REQUIREMENT
The required result is each line of the entries below containing the string "stone".

--- DATASET ENTRIES Enclosed Below ---

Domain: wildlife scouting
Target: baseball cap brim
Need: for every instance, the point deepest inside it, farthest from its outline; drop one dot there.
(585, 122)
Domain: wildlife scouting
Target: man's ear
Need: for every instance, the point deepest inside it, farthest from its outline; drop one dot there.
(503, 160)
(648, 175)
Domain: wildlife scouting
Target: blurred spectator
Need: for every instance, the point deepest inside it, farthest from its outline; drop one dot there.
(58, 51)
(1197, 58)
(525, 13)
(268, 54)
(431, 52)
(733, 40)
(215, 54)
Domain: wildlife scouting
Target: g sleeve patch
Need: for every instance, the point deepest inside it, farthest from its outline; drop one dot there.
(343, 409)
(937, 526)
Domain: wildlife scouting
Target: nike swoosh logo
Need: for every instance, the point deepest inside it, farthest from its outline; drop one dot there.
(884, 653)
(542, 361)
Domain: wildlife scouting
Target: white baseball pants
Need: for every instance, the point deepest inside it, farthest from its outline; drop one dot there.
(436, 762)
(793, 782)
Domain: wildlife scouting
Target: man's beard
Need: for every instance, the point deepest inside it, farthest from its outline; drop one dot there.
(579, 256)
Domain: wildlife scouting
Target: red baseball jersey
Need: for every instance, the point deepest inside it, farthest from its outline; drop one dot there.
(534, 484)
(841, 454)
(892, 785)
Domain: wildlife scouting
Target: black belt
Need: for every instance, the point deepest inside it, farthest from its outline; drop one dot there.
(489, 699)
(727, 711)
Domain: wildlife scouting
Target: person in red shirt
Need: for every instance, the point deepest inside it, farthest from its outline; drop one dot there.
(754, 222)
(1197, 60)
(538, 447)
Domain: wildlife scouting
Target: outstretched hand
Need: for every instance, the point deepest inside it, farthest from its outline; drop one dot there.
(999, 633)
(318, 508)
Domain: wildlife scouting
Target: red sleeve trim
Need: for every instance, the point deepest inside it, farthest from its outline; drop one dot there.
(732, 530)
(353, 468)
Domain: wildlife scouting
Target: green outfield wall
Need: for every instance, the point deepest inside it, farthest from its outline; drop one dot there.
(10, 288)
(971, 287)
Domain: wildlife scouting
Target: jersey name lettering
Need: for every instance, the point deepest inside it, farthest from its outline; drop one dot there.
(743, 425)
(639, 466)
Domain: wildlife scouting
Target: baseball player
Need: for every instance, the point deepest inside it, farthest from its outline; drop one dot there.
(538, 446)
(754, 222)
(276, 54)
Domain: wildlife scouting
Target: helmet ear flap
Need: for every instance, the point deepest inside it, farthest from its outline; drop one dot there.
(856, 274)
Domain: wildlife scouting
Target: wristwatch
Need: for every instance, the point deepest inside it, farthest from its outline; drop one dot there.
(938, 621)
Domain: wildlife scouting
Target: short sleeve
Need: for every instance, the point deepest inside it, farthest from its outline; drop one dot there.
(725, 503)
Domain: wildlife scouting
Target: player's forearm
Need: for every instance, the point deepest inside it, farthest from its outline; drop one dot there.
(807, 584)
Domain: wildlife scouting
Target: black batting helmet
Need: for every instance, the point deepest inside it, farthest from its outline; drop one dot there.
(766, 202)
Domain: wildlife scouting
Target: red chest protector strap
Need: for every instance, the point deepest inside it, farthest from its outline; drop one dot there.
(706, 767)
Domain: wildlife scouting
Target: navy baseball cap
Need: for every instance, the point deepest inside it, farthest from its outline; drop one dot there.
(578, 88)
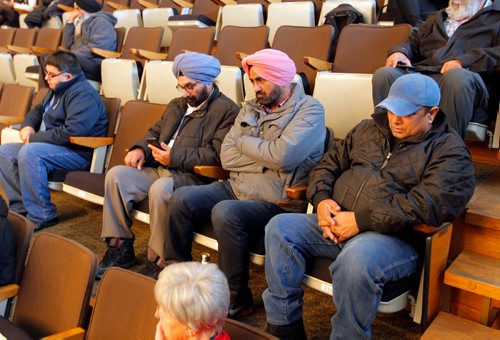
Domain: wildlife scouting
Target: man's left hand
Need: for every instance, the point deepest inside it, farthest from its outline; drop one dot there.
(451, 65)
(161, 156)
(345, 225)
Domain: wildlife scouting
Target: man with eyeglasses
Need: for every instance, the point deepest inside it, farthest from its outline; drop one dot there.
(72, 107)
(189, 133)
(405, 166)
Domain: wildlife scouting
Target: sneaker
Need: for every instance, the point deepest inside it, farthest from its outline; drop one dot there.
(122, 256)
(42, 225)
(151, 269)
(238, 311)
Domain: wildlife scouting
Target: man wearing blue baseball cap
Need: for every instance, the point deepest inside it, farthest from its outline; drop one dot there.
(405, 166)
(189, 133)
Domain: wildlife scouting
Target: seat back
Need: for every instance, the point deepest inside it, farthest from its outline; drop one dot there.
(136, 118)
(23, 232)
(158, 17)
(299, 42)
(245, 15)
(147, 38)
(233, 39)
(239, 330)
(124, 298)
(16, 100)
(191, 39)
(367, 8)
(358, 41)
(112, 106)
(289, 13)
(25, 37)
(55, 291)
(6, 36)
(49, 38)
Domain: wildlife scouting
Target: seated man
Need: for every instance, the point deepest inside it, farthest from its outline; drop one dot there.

--- End of Enclosed DATASET ENTRIES ---
--- DATASET ENTRIES Enclosed Below ---

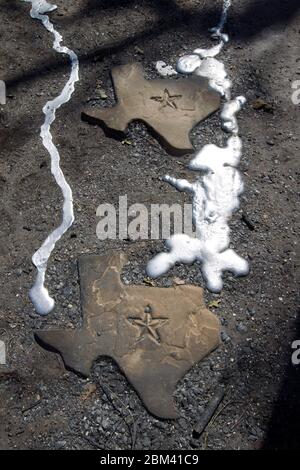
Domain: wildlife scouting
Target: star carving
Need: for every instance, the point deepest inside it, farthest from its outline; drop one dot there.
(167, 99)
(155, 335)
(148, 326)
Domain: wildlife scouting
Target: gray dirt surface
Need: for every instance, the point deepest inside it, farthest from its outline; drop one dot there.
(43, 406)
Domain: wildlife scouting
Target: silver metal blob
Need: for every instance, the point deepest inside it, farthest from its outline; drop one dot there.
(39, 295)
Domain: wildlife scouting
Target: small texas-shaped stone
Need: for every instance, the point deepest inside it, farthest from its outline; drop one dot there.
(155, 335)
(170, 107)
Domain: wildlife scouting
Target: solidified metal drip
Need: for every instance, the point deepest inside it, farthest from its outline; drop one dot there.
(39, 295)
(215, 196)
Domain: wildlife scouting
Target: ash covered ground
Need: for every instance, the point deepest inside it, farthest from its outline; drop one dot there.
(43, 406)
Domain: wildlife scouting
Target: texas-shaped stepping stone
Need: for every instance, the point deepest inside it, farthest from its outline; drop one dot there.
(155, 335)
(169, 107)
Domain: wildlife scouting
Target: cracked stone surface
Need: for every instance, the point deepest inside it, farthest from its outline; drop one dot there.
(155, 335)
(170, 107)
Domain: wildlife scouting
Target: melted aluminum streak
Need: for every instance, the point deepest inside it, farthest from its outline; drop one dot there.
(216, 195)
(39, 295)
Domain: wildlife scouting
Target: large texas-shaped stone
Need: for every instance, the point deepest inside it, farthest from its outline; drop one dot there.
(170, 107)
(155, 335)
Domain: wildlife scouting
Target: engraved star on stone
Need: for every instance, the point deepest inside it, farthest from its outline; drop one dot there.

--- End of Enclosed DATASET ENTRIES ---

ANSWER SPACE
Target: small texas-shaped stone
Target: texas-shaped stepping stone
Target: cracked stone surface
Target: large texas-shaped stone
Target: engraved star on stone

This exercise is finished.